Document text:
******

WASHINGTON — In November of 2008, the body of 16-year-old Fairfax County, Virginia resident Annie McCann was found lying next to a dumpster in Baltimore.
Police ruled the death a suicide, but McCann’s parents have never believed that and continue to search for answers about how their daughter died.
Now, they’re getting help in their quest from a member of the U.S. Senate.
“We have fought like panthers, to get the simple truth and to get simple justice for our daughter,” said Annie’s father, Dan McCann.
Dan and his wife, Mary Jane McCann, are grateful that Sen. Chuck Grassley, a Republican from Iowa who chairs the Senate Judiciary Committee, has taken up an interest in their daughter’s case.
Grassley has delivered letters to the Baltimore Police Department and FBI with a series of questions about information that led them to the determination that McCann’s death was a suicide.
Letter to Baltimore Police Department
It’s been seven years since the Fairfax County couple got the tragic news that their daughter was found dead.
Since then, they have exhausted much of their savings, hiring private investigators and experts to examine the case. The McCanns say many of those experts have indicated the girl’s death was not a suicide.
In the eyes of the police department, the teenager died from consuming a 5-ounce bottle of Bactine. Investigators believe she ingested too much of the antiseptic’s active ingredient lidocaine.
Another piece of evidence that police said pointed to suicide was a letter found underneath the girl’s bed where she mentioned suicide.
In 2013, the FBI agreed to look at the case and ultimately stood behind the police department’s report on what ended McCann’s life.
One question posed by Grassley is if the police department and FBI reached out to Bayer, the maker of the antiseptic, to see if a 5-ounce container contains enough lidocaine to cause a person’s death.

******

Activity list:
A) Please reproduce the passage of the article on Annie McCann's death starting with "Since then, they" and going on through "a person’s death.".
B) Translate this sentence from the article on Annie McCann's death into Spanish: "In 2013, the FBI agreed to look at the case and ultimately stood behind the police department’s report on what ended McCann’s life."

Extracted records:
******

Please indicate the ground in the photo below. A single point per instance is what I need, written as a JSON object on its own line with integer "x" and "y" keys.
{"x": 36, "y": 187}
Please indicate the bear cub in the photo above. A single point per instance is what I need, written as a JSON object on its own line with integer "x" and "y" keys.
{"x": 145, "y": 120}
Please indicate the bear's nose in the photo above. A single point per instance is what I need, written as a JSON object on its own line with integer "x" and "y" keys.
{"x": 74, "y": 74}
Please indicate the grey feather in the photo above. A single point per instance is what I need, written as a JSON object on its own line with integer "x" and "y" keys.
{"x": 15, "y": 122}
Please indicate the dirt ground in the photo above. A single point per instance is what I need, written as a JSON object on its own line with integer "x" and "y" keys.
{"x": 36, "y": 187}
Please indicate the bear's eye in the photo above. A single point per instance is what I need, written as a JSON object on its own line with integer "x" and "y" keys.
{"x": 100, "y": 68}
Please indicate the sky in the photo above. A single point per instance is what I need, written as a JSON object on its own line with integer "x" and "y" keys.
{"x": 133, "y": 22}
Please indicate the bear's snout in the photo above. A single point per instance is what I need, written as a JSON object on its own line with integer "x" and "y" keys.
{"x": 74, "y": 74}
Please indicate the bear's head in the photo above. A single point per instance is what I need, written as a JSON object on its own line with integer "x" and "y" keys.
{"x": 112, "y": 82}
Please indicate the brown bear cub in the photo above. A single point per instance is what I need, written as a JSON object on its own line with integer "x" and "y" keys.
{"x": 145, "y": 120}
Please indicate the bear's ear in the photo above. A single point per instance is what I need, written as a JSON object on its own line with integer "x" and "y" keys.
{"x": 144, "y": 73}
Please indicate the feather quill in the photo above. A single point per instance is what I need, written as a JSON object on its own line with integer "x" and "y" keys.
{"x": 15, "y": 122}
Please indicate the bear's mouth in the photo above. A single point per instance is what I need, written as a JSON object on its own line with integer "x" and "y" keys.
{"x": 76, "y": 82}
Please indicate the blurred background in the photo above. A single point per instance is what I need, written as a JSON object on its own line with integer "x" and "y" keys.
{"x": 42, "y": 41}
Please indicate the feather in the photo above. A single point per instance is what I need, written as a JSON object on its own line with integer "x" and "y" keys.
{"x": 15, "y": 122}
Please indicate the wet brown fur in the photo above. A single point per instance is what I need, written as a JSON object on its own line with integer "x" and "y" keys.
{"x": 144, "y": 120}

******

Answer section:
A)
Since then, they have exhausted much of their savings, hiring private investigators and experts to examine the case. The McCanns say many of those experts have indicated the girl’s death was not a suicide.
In the eyes of the police department, the teenager died from consuming a 5-ounce bottle of Bactine. Investigators believe she ingested too much of the antiseptic’s active ingredient lidocaine.
Another piece of evidence that police said pointed to suicide was a letter found underneath the girl’s bed where she mentioned suicide.
In 2013, the FBI agreed to look at the case and ultimately stood behind the police department’s report on what ended McCann’s life.
One question posed by Grassley is if the police department and FBI reached out to Bayer, the maker of the antiseptic, to see if a 5-ounce container contains enough lidocaine to cause a person’s death.

B) En 2013, el FBI aceptó examinar el caso y, en última instancia, respaldó el informe del departamento de policía sobre lo que acabó con la vida de McCann.